# Texto de lectura:
★ ★ ★ ★ ★

Vidas rotas detrás del tragaperras

Joaquín fue toda su vida directivo de un banco en Madrid. A pesar de recibir un buen salario, en su casa no faltaba la comida en el plato porque su mujer trabajaba. “Me gastaba todo lo que ganaba en las máquinas tragaperras de un par de bares de cabecera”. A veces, incluso, pedía adelantos de la nómina del mes siguiente. Cuando se quedaba sin efectivo, el dueño del bar le fiaba. “Y yo le pagaba en cuanto cobraba, a final de mes”.

Así pasaron muchos años, primero con excusas y después con mentiras descabezadas que su mujer ya se había cansado de rebatir. “Un buen día me dejó a la vista, en la cocina, una página del periódico en la que se anunciaba la Asociación de Jugadores en Rehabilitación”. Era su ultimátum. Joaquín acababa de dejarse 260.000 pesetas, las últimas 260.000 pesetas de su vida. Después, asumió que su vida era insostenible y que tenía que cambiar. Hoy, reconoce que será ludópata “mientras viva”, pero suma ya nueve años sin jugar. Ni siquiera al mus, su gran pasión. “Estuve tres años sin poder pisar un bar solo, y todavía hoy tengo prohibido llevar dinero en el bolsillo”.

★ ★ ★ ★ ★

# Problemas y tareas:
1 > Según el texto sobre la ludopatía, ¿cuántos años lleva Joaquín sin jugar?
2 > ¿Puedes copiar de nuevo, dentro de las filas, todo lo que va desde la línea que contiene "Where can the shirt" hasta la que contiene "column 263, row 59", ambas incluidas, cambiando "shirt collar" por "jersey collar" y sin tocar nada más?
Las filas no guardan ninguna relación con el texto sobre la ludopatía.

★ ★ ★ ★ ★

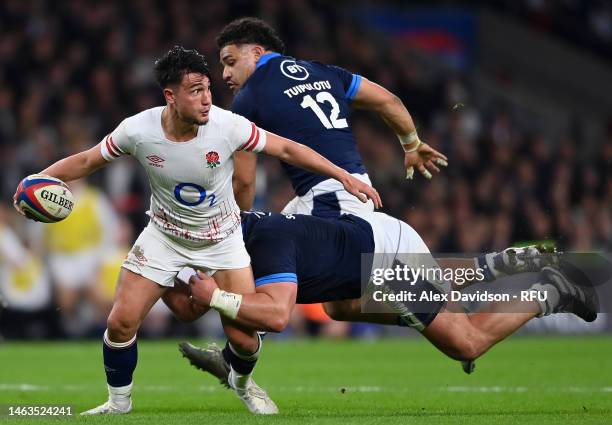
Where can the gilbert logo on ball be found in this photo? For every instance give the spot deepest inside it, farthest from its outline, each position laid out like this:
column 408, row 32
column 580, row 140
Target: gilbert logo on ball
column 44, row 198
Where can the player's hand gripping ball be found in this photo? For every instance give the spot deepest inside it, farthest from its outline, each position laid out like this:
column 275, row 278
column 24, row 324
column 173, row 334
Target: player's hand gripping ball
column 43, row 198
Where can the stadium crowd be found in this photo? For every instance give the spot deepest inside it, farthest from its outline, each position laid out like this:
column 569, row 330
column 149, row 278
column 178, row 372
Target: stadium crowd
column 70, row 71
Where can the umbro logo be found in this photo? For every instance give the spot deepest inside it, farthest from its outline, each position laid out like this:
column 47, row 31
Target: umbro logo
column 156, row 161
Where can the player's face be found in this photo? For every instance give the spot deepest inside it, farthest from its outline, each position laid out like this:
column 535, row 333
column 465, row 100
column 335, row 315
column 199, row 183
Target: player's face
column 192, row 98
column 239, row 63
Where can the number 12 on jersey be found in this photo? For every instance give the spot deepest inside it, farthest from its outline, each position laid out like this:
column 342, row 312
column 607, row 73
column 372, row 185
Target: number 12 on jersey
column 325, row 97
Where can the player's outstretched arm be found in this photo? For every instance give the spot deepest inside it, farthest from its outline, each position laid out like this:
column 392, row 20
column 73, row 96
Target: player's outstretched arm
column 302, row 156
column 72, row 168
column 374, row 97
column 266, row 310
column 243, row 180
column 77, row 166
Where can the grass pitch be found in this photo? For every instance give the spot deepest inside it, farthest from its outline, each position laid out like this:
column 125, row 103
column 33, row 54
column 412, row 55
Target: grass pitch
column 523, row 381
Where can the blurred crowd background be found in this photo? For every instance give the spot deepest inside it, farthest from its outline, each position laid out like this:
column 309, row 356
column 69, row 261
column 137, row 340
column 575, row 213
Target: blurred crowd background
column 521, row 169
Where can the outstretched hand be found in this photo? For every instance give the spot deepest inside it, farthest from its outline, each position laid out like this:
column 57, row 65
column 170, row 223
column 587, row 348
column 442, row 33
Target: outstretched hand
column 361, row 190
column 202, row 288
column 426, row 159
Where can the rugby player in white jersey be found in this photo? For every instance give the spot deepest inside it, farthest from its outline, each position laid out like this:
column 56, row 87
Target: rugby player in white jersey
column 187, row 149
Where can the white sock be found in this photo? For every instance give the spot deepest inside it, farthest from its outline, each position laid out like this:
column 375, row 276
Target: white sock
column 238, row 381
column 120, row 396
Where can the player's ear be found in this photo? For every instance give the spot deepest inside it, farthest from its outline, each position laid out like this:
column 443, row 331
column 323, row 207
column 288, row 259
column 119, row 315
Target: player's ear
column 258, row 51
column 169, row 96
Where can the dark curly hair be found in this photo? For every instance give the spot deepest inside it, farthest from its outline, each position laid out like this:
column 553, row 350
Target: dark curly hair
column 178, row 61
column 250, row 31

★ ★ ★ ★ ★

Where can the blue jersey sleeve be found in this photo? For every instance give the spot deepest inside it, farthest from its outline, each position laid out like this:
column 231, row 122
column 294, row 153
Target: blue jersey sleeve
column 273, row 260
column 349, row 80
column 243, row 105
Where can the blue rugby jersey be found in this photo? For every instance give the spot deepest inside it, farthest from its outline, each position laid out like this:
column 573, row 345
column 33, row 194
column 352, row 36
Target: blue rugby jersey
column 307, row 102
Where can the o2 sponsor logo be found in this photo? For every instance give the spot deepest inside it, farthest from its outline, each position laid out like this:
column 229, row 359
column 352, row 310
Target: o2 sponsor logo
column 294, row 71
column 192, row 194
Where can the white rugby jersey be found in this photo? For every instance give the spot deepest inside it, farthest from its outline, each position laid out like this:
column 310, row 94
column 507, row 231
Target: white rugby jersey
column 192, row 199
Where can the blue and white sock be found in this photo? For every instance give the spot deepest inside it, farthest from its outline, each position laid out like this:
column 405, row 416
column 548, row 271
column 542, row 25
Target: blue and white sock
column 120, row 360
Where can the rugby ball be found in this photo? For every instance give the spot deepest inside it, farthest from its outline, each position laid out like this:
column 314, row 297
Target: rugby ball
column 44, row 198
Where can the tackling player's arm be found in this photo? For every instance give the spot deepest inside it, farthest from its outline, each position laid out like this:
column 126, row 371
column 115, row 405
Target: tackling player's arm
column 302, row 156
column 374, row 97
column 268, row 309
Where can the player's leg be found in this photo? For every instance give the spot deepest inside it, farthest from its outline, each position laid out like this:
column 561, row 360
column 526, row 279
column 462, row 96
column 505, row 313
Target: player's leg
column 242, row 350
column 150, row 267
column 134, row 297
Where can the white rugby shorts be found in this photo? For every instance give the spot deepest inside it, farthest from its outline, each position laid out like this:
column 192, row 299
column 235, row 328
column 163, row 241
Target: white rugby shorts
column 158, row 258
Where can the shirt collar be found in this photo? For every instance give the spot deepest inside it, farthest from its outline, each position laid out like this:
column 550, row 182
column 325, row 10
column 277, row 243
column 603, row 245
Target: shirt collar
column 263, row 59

★ ★ ★ ★ ★

# Soluciones por tarea:
1 > Nueve años.

2 >
Where can the jersey collar be found in this photo? For every instance give the spot deepest inside it, farthest from its outline, each position laid out like this:
column 550, row 182
column 325, row 10
column 277, row 243
column 603, row 245
Target: jersey collar
column 263, row 59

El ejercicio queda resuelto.